▶ _Supplied passage_:
◆ ◆ ◆
I bought a bob beck device a couple of years ago and i swear by it!.

Ive been doing allot of researching in to coronary heart disease and new evidence is surfacing that Cholesterol isnt the bad guy when infact bacteria are the ones hardening our arteries.

The reason ive wrote the above is because if it turns out to be true then your bob beck device and colloidal silver will kill these bacteria and your chances of developing coronary heart disease from bacteria should be very slim.

Ok from what my research has brought to light is that when our arteries harden they harden not from Fat but from calcium, this is the same substance that forms on your teeth in the form of firstly plaque then tarter.

Apparently there isnt much cholesterol to be found in the hardened arteries as its mostly calcium.

Plaque is basicly live bacteria and when they die they calcify ...they pretty much they turn to stone.. like a fossil ..sort of.

Now this all happens in the mouth so whats it got to do with the cardio vascular system?, its been known for years that people with poor oral hygiene suffer more from heart disease but the link was either ignored or genuinely not made.

But we still dont know why this effects the heart do we....oh yes we do!, testing has been carried out on the calcified plaque found in a deceased patient who died from coronary heart disease and guess what was found living in the plaque?....Oral Bacteria!!!.

Its thought that the bacteria gets into the blood when we cut our mouths or lose teeth etc, and start thriving in the arteries, its a lovely place for them...a constant supply of food from our high blood sugars, which incidentaly could be the other main culprit and not fat.

More sugar more food for bacteria more bacteria flourish and die and calcify and clog up our hearts, western diets are full of processed sugars.

So if you zap your blood with the bob beck device and use colloidal silver then the bacteria living in your heart could be killed off and not effect your heart.

oh yeah have you noticed that when using your colloidal silver you dont get plaque form on your teeth!.

Just thought i share that with you :)




Kator01

Hi Chad,

thank your for your post here on this intersting subject. I can confirm what you describe here..

I can give you an explanation on how the bacteria enter the bloodsystem. They do it via the lypmhatic-system.

There was a time in my life I was so sick ( my heart was so weak ) that I could not take 1 stairway to my appartment.
◆ ◆ ◆
▶ _Your tasks_:
1 > Answer these questions using the forum post on heart disease:
(a) What device did the first writer buy a couple of years ago?
(b) According to the post, what substance do hardened arteries form from instead of fat?
(c) What was found living in the calcified plaque of the deceased patient?
2 > Update the forum post on heart disease, starting with "Now this all" and going on through "and not fat.", so that "oral hygiene" is replaced by "dental hygiene".

▶ _Point-per-instance localization records_:
◆ ◆ ◆
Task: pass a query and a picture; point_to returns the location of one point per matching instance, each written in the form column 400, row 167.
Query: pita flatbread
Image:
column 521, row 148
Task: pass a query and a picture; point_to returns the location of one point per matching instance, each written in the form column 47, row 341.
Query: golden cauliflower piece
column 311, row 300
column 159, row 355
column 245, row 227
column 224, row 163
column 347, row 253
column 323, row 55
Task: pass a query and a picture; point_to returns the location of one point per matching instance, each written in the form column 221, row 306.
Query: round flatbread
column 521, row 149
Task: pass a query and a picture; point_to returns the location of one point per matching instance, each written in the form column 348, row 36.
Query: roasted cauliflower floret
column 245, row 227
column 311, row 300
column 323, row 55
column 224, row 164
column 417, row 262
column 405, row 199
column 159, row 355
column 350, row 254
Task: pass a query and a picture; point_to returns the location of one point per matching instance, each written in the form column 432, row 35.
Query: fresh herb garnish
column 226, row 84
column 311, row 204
◆ ◆ ◆
▶ _Task-by-task answers_:
1 >
(a) A Bob Beck device.
(b) Calcium.
(c) Oral bacteria.

2 >
Now this all happens in the mouth so whats it got to do with the cardio vascular system?, its been known for years that people with poor dental hygiene suffer more from heart disease but the link was either ignored or genuinely not made.

But we still dont know why this effects the heart do we....oh yes we do!, testing has been carried out on the calcified plaque found in a deceased patient who died from coronary heart disease and guess what was found living in the plaque?....Oral Bacteria!!!.

Its thought that the bacteria gets into the blood when we cut our mouths or lose teeth etc, and start thriving in the arteries, its a lovely place for them...a constant supply of food from our high blood sugars, which incidentaly could be the other main culprit and not fat.